What’s step-up authentication?

Step-up authentication enhances your approval workflows by requiring approvers to re-authenticate with stronger verification before they can approve sensitive requests. Instead of relying solely on a user’s initial session, C1 issues a fresh authentication challenge at the moment of approval, creating a clear security boundary and audit trail for critical actions. The flow works like this:
  1. Users authenticate normally to access C1
  2. When attempting to approve sensitive requests, users are redirected to your identity provider
  3. The identity provider verifies the user with the required authentication factors (such as MFA)
  4. Upon verification, the approval is processed with an audit trail of the enhanced authentication
C1 implements the RFC 9470 OAuth 2.0 Step Up Authentication Challenge Protocol, which means each approval requiring step-up authentication generates a new authentication challenge. In other words, authentication state isn’t cached between approvals.

When to use step-up authentication

Consider enabling step-up authentication for approval workflows involving:
  • Administrative access (system admin, database admin roles)
  • Production environment access
  • Customer data access
  • Financial systems access
  • Critical infrastructure changes
  • Privileged role assignments

Before you begin

Confirm that you have:
  • The Super Administrator role in C1
  • Administrator access to your identity provider (Okta or Microsoft Entra)
  • The ability to create OAuth applications in your identity provider
  • Microsoft Entra only: Microsoft Entra ID P1 or P2 license if using Conditional Access for MFA

Add a step-up authentication provider

Step-up authentication is currently not supported for approvals made through Slack, Teams, or the cone CLI.

**Brief 1:** From the records below, filter out and copy each line that contains the word "yellow".

**Input data:**
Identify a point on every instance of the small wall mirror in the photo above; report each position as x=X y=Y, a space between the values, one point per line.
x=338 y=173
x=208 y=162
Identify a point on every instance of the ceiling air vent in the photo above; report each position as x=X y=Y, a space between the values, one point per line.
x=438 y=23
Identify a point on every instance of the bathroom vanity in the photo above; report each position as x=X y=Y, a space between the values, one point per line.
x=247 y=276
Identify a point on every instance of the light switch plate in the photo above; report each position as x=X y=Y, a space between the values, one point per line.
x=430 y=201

==

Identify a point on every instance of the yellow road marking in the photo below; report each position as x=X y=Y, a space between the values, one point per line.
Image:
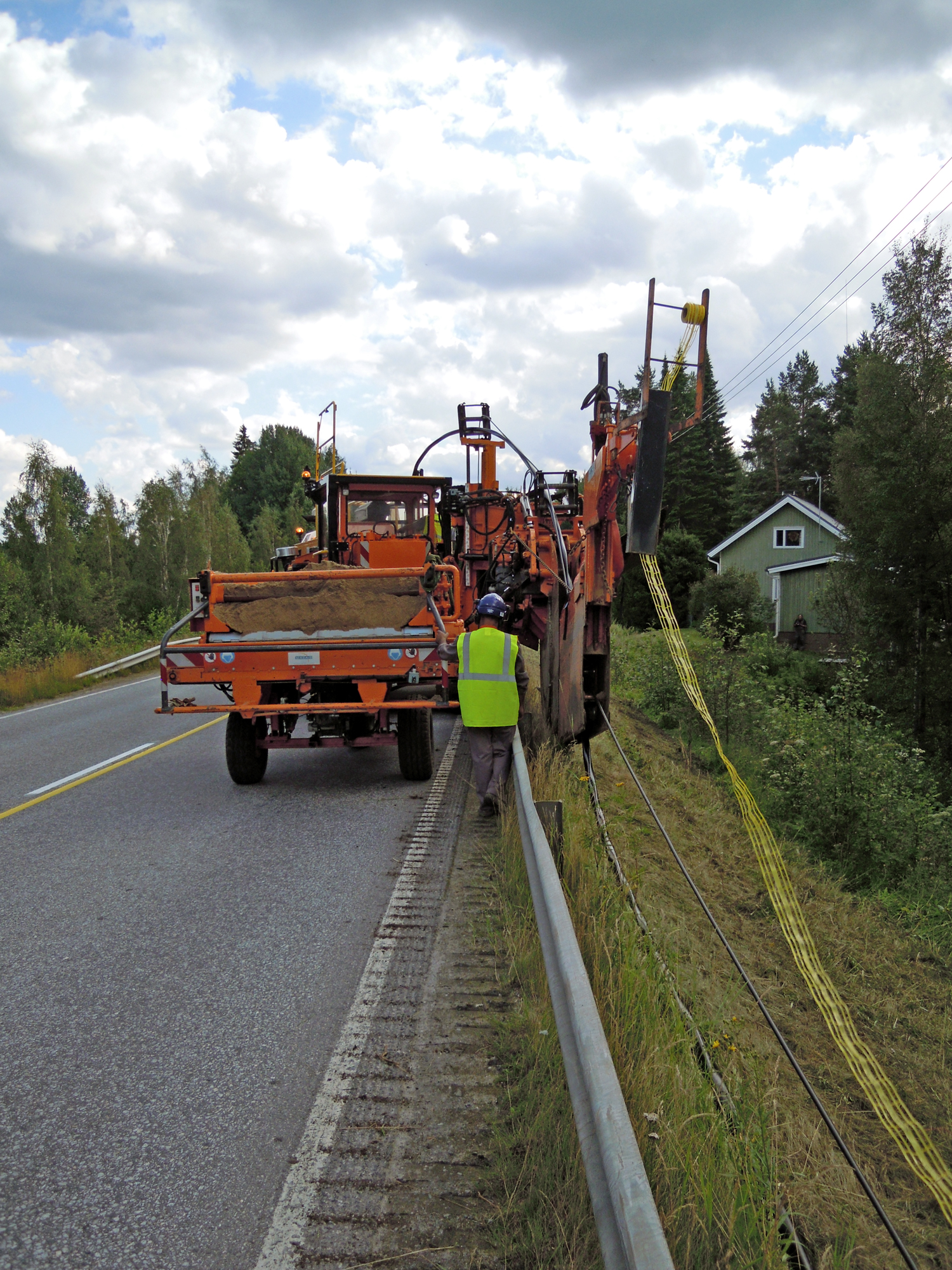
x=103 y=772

---

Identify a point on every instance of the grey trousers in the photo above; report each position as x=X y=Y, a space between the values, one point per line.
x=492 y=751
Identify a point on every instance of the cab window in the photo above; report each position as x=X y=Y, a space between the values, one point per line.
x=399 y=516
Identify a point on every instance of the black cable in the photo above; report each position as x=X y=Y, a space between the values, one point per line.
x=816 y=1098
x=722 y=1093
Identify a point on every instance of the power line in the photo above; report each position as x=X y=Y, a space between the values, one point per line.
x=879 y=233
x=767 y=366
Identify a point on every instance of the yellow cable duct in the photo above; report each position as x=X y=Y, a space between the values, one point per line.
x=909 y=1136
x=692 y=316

**Brief 2:** Write out the passage of the step-up authentication text starting with "Step-up authentication enhances" and going on through "(such as MFA)".

**Correct output 1:**
Identify a point on every instance of the yellow road marking in the photo below; report each position as x=X y=Y, a space between the values, one point per line.
Identify a point on every instance of the yellow cable duct in the photo above; report each position as x=X y=Y, a space between the values, one point per line.

**Correct output 2:**
Step-up authentication enhances your approval workflows by requiring approvers to re-authenticate with stronger verification before they can approve sensitive requests. Instead of relying solely on a user’s initial session, C1 issues a fresh authentication challenge at the moment of approval, creating a clear security boundary and audit trail for critical actions. The flow works like this:
  1. Users authenticate normally to access C1
  2. When attempting to approve sensitive requests, users are redirected to your identity provider
  3. The identity provider verifies the user with the required authentication factors (such as MFA)